### Goal
Write out the lines in the listing below exactly, starting with the line that contains "Task: for every instance of the green" and continuing through the end of the listing, with both ends included.

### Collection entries
begin
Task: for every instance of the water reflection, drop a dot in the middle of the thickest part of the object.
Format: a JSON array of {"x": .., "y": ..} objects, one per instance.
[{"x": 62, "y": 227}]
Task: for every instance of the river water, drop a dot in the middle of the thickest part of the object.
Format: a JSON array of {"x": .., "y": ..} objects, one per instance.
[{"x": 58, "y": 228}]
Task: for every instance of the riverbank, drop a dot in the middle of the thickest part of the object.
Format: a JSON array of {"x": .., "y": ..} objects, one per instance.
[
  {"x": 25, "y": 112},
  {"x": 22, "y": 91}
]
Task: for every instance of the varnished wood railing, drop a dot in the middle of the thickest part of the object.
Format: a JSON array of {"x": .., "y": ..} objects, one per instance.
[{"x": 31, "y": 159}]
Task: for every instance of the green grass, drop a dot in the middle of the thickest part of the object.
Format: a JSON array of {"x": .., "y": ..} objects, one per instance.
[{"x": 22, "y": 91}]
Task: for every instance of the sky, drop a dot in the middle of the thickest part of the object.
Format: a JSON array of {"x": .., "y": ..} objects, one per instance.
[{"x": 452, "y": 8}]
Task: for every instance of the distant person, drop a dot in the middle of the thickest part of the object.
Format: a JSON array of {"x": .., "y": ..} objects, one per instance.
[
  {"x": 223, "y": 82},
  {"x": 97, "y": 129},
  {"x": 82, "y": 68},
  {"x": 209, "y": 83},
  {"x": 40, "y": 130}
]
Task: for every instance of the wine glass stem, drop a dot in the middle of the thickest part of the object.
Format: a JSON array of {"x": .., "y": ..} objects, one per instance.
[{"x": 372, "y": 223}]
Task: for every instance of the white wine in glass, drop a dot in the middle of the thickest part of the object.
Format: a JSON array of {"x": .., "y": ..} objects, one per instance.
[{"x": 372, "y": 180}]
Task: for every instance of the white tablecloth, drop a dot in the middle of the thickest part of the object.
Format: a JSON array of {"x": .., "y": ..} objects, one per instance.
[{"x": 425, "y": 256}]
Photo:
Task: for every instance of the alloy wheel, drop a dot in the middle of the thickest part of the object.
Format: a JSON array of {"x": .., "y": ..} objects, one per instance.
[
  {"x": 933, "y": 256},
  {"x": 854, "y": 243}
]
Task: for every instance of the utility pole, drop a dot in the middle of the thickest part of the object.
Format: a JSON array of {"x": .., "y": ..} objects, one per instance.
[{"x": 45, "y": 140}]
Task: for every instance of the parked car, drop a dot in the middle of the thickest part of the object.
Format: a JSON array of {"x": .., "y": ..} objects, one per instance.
end
### Answer to the exercise
Task: for every instance of the green grass, drop a dot in the middle of the thickest part of the object.
Format: a JSON array of {"x": .., "y": ..} objects, one per instance.
[{"x": 22, "y": 91}]
Task: for every instance of the sky, drop a dot in the middle of the thickest part of the object.
Format: a JSON array of {"x": .., "y": ..} objects, one per instance.
[{"x": 452, "y": 8}]
Task: for every instance of the distant person, drop a dot in the middle of the thickest part of the object.
Format: a JSON array of {"x": .., "y": ..} objects, one per instance.
[
  {"x": 223, "y": 82},
  {"x": 97, "y": 129},
  {"x": 82, "y": 68},
  {"x": 209, "y": 83},
  {"x": 40, "y": 130}
]
Task: for every instance of the wine glass stem, drop a dot in the middle of the thickest part of the object.
Format: a JSON array of {"x": .., "y": ..} objects, one per instance.
[{"x": 372, "y": 223}]
Task: for every instance of the white wine in glass, drop a dot in the middle of the thickest part of the object.
Format: a JSON array of {"x": .., "y": ..} objects, one per instance.
[{"x": 372, "y": 180}]
Task: for every instance of the white tablecloth, drop a dot in the middle of the thickest part of the object.
Format: a JSON array of {"x": .., "y": ..} objects, one per instance.
[{"x": 425, "y": 256}]
Photo:
Task: for every instance of the alloy wheel, drop a dot in the middle of the thickest part of the object.
Format: a JSON array of {"x": .., "y": ..} objects, one per instance.
[
  {"x": 933, "y": 256},
  {"x": 854, "y": 243}
]
Task: for every instance of the utility pole, drop a dot in the middle of the thickest part of the object.
Format: a JSON array of {"x": .., "y": ..} objects, one per instance.
[{"x": 45, "y": 140}]
Task: for every instance of the parked car, drop a dot in the middle of the thickest part of the object.
Format: a JSON array of {"x": .., "y": ..} objects, one per instance.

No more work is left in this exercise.